Can you give these lines again with "draw the outline of" swapped for "trace the outline of" everywhere it appears, changing nothing else and leaving out the pictures?
** Begin PROVIDED MATERIAL **
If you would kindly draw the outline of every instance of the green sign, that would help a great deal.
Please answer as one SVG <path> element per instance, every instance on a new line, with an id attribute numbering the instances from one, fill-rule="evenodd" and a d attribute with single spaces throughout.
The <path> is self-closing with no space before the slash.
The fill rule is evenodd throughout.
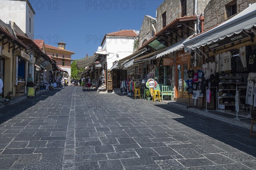
<path id="1" fill-rule="evenodd" d="M 159 50 L 166 47 L 164 44 L 160 43 L 160 42 L 157 40 L 155 40 L 153 41 L 152 42 L 150 42 L 149 44 L 148 44 L 148 45 L 156 50 Z"/>

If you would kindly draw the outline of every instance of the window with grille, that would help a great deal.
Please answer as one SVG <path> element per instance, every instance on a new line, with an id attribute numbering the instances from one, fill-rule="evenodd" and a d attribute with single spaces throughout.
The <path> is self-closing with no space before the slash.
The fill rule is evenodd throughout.
<path id="1" fill-rule="evenodd" d="M 163 28 L 166 26 L 166 12 L 164 12 L 162 14 L 162 20 L 163 21 Z"/>
<path id="2" fill-rule="evenodd" d="M 186 15 L 186 0 L 180 0 L 181 1 L 181 17 L 183 17 Z"/>

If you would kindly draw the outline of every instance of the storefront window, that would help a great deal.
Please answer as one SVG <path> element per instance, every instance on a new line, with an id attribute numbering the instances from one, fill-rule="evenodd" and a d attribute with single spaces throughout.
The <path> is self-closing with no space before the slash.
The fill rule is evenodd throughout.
** End PROVIDED MATERIAL **
**RIGHT ANSWER:**
If you would kindly trace the outline of every instance of the green sign, that would help a great deal.
Please answer as one SVG <path> element per instance, every instance on a new line, with an id attribute numbering the instances from one, fill-rule="evenodd" and a d attribute with single spaces throughout.
The <path> is self-closing with no space before the slash.
The fill rule is evenodd throughout.
<path id="1" fill-rule="evenodd" d="M 159 50 L 166 47 L 164 44 L 160 43 L 160 42 L 157 40 L 155 40 L 153 41 L 152 42 L 150 42 L 149 44 L 148 44 L 148 45 L 156 50 Z"/>

If you would kindly trace the outline of every instance of the window with grille, that would help a great deal.
Please answer as one SVG <path> element per instance, every instance on a new line, with an id attribute numbering the instances from one, fill-rule="evenodd" and a d attribute with single spaces throughout.
The <path> is self-closing with no space before the slash.
The fill rule is evenodd throughout.
<path id="1" fill-rule="evenodd" d="M 163 28 L 166 26 L 166 12 L 164 12 L 162 14 L 162 20 L 163 21 Z"/>
<path id="2" fill-rule="evenodd" d="M 186 15 L 186 0 L 180 0 L 181 1 L 181 17 L 183 17 Z"/>

If you would kindly trace the outline of every instance of the storefront window, that would help a great deal.
Please answer as one SVG <path> element per instance, every instance on a new line, with an id attribute numbering the instances from one, fill-rule="evenodd" and a d attribute with single spaces throughout.
The <path> is self-closing with no space before the slash.
The fill rule is evenodd throughout.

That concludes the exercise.